Japanese Hot pot. Almost violently divorced from anything I've ever considered 'Hotpot' on any continent, the arrival of this smooth and homey chunk of glazed pottery held the beginnings of a rice dish that was just about to be coaxed into vibrant sparky life by the server, at the table, as my colleagues and I stared, interested in the show ... yes. But mostly incapacitated by the convicting thought that we were about to have another brush with perfection. The kind of perfection that you can run into daily. Not, thank god, the ephemeral food stylings of some rocket-propelled Soo-Pah Chef like Alain Ducasse, or Charlie Trotter, or Chan Yan-Tak, or whoever you last revered by booking 6 months in advance... no. Not like that. This place is exquisite, yes. Overpriced, yes. But it's got the flavors and sensibility that reminds you of your best home-cooked meals. Something you want, and COULD, eat daily.
Salt-Grilled Seabass. Artfully, sensually, skewered in a fashion that would, in a different environment, come off precious and manipulated, as this approaches the table you know that somebody who LOVES TO COOK is serving you dinner. You WISH your mommy had these skills.... this fish (which I watched from beginning to end on the robata) was a... new experience. Leave it at that. Simplicty woven into a chewable dream. Bits of salt flashing off a charred tomato tang that just cut that rich seabass into a new thought. A new, albeit unforgettable, taste.

- _Problems to work on_
1 > Please list every chef the food review names.
2 > Sum up the food review in two sentences.
Work only from the food review above and ignore the listing.

- _Information provided_

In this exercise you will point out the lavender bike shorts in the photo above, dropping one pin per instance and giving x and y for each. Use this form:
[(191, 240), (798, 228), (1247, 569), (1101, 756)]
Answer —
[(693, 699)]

- _Problem solutions_
1 > Alain Ducasse, Charlie Trotter, Chan Yan-Tak

2 > The writer describes a Japanese hot pot, a rice dish the server finishes at the table, and calls the place exquisite and overpriced but full of flavors that recall the best home-cooked meals. The salt-grilled seabass, cooked on the robata, pairs salt with a charred tomato tang in what the writer calls a new, unforgettable taste.